• Exercise details:
Repeat the lines beginning at the one with "For the evaluation set, spot each instance of the microphone in" and running to the end of the material, keeping the first and last of them, exactly as they appear.

>>>>

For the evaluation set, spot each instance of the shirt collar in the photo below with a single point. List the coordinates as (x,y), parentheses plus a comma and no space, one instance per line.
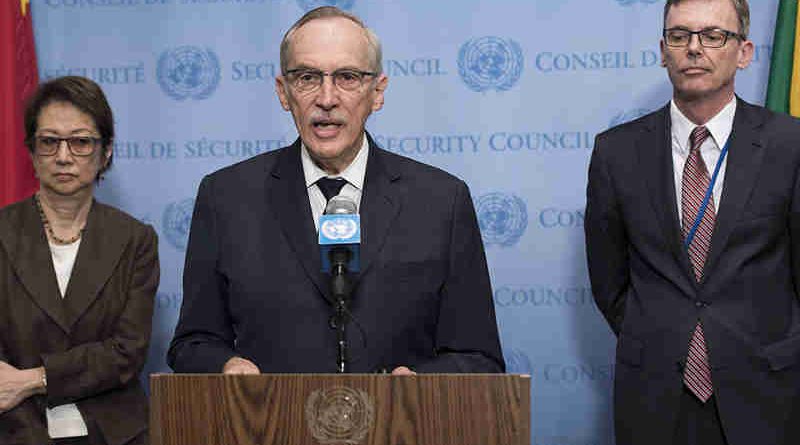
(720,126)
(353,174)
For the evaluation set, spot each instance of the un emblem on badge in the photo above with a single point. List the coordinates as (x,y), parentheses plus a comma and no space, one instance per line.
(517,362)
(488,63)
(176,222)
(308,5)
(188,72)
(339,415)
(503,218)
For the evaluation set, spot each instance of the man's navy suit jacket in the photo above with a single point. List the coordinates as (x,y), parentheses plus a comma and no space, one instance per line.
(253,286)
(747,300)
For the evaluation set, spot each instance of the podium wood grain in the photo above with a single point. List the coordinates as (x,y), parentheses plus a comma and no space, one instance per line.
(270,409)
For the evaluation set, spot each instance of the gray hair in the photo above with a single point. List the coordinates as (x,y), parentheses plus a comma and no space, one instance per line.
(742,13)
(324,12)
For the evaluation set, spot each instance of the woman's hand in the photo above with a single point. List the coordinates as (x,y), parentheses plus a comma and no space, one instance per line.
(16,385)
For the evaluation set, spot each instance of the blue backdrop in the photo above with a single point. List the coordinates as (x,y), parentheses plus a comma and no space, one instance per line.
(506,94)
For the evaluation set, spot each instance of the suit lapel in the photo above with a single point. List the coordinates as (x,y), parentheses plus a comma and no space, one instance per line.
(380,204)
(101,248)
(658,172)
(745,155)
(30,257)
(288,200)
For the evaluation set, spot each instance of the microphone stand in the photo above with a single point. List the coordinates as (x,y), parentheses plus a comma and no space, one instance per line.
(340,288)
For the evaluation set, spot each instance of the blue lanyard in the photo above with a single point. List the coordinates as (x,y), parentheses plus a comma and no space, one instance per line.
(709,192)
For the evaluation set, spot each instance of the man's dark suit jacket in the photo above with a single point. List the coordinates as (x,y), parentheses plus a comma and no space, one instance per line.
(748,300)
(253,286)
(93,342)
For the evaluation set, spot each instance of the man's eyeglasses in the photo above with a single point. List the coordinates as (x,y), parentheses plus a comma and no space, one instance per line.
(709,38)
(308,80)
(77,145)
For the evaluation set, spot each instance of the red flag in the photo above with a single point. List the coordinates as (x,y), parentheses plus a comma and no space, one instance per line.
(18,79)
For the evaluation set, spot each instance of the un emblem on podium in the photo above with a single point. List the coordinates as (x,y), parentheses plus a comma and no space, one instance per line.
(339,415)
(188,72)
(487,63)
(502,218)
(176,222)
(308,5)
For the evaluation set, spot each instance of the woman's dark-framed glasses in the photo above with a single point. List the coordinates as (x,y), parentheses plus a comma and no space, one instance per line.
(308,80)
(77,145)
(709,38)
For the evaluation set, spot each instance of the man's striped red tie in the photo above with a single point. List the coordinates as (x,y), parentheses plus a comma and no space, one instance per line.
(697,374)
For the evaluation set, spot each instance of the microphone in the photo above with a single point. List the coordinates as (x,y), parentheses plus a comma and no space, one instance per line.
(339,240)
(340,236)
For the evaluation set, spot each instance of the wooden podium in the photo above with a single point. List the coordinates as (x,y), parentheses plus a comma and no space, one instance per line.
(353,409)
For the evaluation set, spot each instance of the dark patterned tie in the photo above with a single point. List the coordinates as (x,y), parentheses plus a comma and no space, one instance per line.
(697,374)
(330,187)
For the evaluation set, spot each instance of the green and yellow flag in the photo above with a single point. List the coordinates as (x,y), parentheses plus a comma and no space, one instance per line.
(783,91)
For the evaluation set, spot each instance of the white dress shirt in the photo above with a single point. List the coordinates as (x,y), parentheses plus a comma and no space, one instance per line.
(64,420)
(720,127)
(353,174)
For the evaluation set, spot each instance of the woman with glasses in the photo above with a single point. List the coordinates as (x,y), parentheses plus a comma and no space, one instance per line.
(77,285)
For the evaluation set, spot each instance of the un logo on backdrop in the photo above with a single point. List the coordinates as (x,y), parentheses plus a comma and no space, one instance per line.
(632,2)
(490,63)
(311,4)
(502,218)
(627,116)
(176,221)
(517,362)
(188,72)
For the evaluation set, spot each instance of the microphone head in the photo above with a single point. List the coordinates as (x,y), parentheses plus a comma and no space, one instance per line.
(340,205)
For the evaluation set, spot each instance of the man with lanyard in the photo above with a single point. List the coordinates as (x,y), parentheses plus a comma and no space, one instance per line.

<<<<

• Result of the exercise:
For the evaluation set, spot each instance of the microphone in the photo above with a single point. List the coordinates as (x,y), parentheses plus a comma and no space, one instance per line.
(339,240)
(340,236)
For the evaluation set, spot each instance of the wooden podium in the photo above with a single point. List the coordinates as (x,y), parentheses plus a comma and no space, one instance per line.
(353,409)
For the evaluation set, spot each instance of the dark patterned tie in the photo above with a single point. List the coordinates as (x,y), parentheses plus a comma and no space, one instance per line.
(697,374)
(330,187)
For the evaluation set, spot each instance of the green and yellow flag in the photo above with a single point. List the coordinates as (x,y), parentheses plus a comma and no space, one instance per line.
(783,91)
For the evaluation set, spot each instance of the white dress shirt in the photo above with a single point. List the coordinates as (x,y), parentheses plus a comma and no space, one instance per line.
(64,420)
(720,127)
(353,174)
For the evaluation set, spot each instance of the woman with glasses in the photo above with a single point. List the coordinates as (x,y), parentheses plus a comma and no space, one instance per line.
(77,285)
For the evaluation set, spot each instance of the un logo on backdrop in the photo above with a single point. List the coordinates as (x,y), parentheses plus a comma and no space, one instance per line.
(632,2)
(490,63)
(311,4)
(502,218)
(627,116)
(176,221)
(517,362)
(188,72)
For the evaluation set, spot each instance of the microphone head in the photo above with a single point. List the coordinates as (x,y), parentheses plus a comma and no space, one instance per line.
(340,205)
For the evaluation set, spot each instance of the man with lanyard in the photo above with a single point. List the coordinates as (x,y), parentheses plus a comma and no space, one instance per line.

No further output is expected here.